# Problem statement
Retype the whole listing that follows so that it matches the original exactly.

# Source data
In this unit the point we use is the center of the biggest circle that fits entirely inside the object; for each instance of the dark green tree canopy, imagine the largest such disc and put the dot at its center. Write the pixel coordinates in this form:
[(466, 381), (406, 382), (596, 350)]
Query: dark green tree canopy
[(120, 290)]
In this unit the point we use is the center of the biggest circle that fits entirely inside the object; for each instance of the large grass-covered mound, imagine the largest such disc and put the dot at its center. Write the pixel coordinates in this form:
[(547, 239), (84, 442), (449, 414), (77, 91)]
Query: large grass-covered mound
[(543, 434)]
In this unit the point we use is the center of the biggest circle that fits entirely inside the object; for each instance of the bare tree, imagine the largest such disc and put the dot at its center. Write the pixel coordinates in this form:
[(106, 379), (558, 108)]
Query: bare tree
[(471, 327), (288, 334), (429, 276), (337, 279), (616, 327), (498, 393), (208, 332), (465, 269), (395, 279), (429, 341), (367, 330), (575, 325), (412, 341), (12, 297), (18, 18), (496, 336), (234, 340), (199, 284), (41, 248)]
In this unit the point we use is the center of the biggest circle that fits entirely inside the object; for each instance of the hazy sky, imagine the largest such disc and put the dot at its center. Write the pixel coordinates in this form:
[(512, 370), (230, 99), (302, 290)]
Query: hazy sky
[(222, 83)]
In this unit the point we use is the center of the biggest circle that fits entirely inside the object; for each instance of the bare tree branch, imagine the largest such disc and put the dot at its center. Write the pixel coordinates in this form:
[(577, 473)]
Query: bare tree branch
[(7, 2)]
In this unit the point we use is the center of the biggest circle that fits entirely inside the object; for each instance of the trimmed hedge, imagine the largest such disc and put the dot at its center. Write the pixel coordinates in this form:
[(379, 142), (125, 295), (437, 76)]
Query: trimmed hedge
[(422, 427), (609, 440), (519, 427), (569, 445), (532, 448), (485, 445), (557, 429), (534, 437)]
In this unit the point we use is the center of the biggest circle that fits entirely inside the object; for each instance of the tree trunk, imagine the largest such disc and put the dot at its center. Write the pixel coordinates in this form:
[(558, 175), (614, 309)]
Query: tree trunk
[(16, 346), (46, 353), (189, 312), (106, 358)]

# Exercise output
In this unit the point we use is the center of the biggest circle that fits entirely inside the object; for each instance of the dark green tree canopy, imagine the largest such disc and put the dot at its center. Write the pixel coordinates in this form:
[(466, 381), (406, 382), (596, 350)]
Query: dark green tree canopy
[(120, 290)]
In this unit the point we use is the center of the biggest circle that fits entirely inside the object; for each instance of the large grass-covered mound, imagine the largest such disc and put the dot at its center. Write the pixel coordinates in this form:
[(547, 239), (84, 442), (449, 414), (77, 91)]
Query: large grass-covered mound
[(543, 434)]
In this unit the point we use is the center of the biggest circle that fits entirely inside the object; for each instance of the bare tree, imagine the largest such disc and put the dot at its center. Write the pixel coordinates in this form:
[(106, 379), (558, 108)]
Query: bare tree
[(471, 327), (288, 334), (429, 276), (337, 279), (616, 327), (498, 393), (208, 332), (465, 269), (395, 279), (429, 341), (367, 330), (575, 325), (412, 341), (12, 297), (18, 18), (496, 336), (234, 340), (199, 284), (41, 248)]
In this unit the point we use is the center of the biggest circle that fits entirely inside the object; for each instance of the hazy sky, imagine the largest such disc and put the dot at its center. Write the pixel coordinates in this form:
[(512, 370), (230, 99), (302, 290)]
Query: hazy sky
[(222, 83)]
In this unit the point we use is the center of the biggest circle that fits entirely inside the object; for each instance of the bare tree branch, imagine the largest such disc and put the dot at its center. Write the pixel coordinates in this form:
[(577, 473)]
Query: bare tree branch
[(7, 2)]
In this unit the point we use is the center of the biggest circle that fits entirely inside the object; for each instance of the trimmed hedge, imagine the largest such disc and put the dot at its center. Write the pixel coordinates in this form:
[(379, 142), (125, 295), (437, 76)]
Query: trimmed hedge
[(422, 427), (609, 440), (519, 427), (569, 445), (532, 448), (485, 445), (557, 429), (534, 437)]
In this unit the point we use is the center of the biggest circle that fits entirely inside the object; for each instance of the tree trunk, imagine the largest such disc and put the dot at its center. Write the pixel coordinates in this form:
[(558, 175), (614, 309)]
Query: tree trunk
[(16, 346), (46, 353), (189, 312), (106, 358)]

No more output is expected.